Data >>
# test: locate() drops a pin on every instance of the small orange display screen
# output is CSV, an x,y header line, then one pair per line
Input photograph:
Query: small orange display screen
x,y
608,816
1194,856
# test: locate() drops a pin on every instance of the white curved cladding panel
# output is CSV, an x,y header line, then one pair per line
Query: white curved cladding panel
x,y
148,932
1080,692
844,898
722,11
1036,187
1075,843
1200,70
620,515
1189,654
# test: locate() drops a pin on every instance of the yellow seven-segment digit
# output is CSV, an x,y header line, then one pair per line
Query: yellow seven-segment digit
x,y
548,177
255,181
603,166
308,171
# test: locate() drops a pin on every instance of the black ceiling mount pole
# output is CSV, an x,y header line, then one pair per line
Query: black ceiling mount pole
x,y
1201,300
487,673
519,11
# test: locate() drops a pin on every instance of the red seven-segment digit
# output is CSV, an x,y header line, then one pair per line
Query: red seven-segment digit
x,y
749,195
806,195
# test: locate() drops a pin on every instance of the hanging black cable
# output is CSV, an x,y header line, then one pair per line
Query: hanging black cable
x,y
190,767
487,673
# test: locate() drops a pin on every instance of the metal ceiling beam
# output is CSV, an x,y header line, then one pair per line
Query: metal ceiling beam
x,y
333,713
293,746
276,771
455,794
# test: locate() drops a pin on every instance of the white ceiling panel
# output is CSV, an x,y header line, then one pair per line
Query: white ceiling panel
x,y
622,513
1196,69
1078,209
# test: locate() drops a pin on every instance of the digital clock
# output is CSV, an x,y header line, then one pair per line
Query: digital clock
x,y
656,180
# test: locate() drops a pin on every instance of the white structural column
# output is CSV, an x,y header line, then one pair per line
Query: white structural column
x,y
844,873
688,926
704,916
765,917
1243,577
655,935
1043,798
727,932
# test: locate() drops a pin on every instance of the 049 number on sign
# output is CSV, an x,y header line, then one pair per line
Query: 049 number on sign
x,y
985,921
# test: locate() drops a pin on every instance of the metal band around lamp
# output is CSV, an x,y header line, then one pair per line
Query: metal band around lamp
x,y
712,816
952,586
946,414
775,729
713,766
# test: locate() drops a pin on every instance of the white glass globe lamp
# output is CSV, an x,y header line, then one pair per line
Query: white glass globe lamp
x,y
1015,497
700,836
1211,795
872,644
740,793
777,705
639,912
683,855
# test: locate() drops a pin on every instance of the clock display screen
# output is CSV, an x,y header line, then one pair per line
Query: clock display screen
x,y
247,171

Problem to work on >>
Could you please repeat the data exactly as given?

Solution below >>
# test: locate() drops a pin on every instance of the small orange display screen
# output is CSV, an x,y header line, then one pair per line
Input photograph:
Query: small orange display screen
x,y
608,816
1194,856
# test: locate() drops a pin on every instance of the white curved cladding panel
# output is CSV, an x,y header line, then one pair per line
Query: white curved cladding panel
x,y
148,932
1080,692
844,898
722,11
1036,187
1075,843
1200,70
620,515
1189,654
# test: locate() drops a pin on every instance of the yellow seven-segment digit
# output is CSV, an x,y header line, then one pair per line
Query: yellow seven-segment digit
x,y
548,177
255,181
603,166
308,171
# test: locate() drops a pin on every instance of the black ceiling mount pole
# output is CSV, an x,y header line, then one pair per line
Query: black ceiling mount pole
x,y
1201,300
487,673
519,11
# test: locate() drops a pin on every instance of the red seven-segment digit
# output is CSV, an x,y header line, then one pair per line
Query: red seven-segment digit
x,y
749,195
806,195
# test: locate() drops a pin on every instance of the hanging black cable
# output is CSV, an x,y header line, then one pair per line
Query: hanging black cable
x,y
190,767
487,673
# test: locate() drops a pin on every instance of the metal ceiling beam
# output is CSV, an x,y header line, then one pair per line
Query: metal ceiling beam
x,y
333,713
293,746
276,771
455,794
# test: locate() drops a pin on every instance of the white ceiling panel
# output is CSV, an x,y header line, then one pair per line
Query: white ceiling panel
x,y
622,513
1196,69
1078,209
# test: locate() drops a pin on every instance of the digital clock
# output is CSV, an x,y header line, then one pair per line
Query: digital clock
x,y
656,180
# test: locate() drops a pin on every instance of the white structural column
# output is CSV, an x,y header line, then one pair per line
Query: white structural column
x,y
844,873
688,926
704,916
765,917
1243,577
655,935
1043,798
727,932
# test: locate() drops a pin on every instance of the 049 number on sign
# output is CSV, an x,y header line, then one pair per line
Query: 049 number on sign
x,y
985,921
# test: locate() drops a pin on every instance of the metal band around lamp
# output is CSV, an x,y header line, then one pair per line
Query: metal band around lamp
x,y
712,816
952,586
946,414
775,729
713,766
# test: locate() drops a pin on every instance of the white glass globe lamp
# output is CSV, an x,y header line, then one pair per line
Query: white glass globe lamp
x,y
1015,497
700,836
1211,795
872,644
740,793
777,705
639,912
683,855
# test: locate() drops a pin on every instance of the clock display screen
# output is CSV, an x,y header line, then one pair per line
Query: clock display screen
x,y
247,171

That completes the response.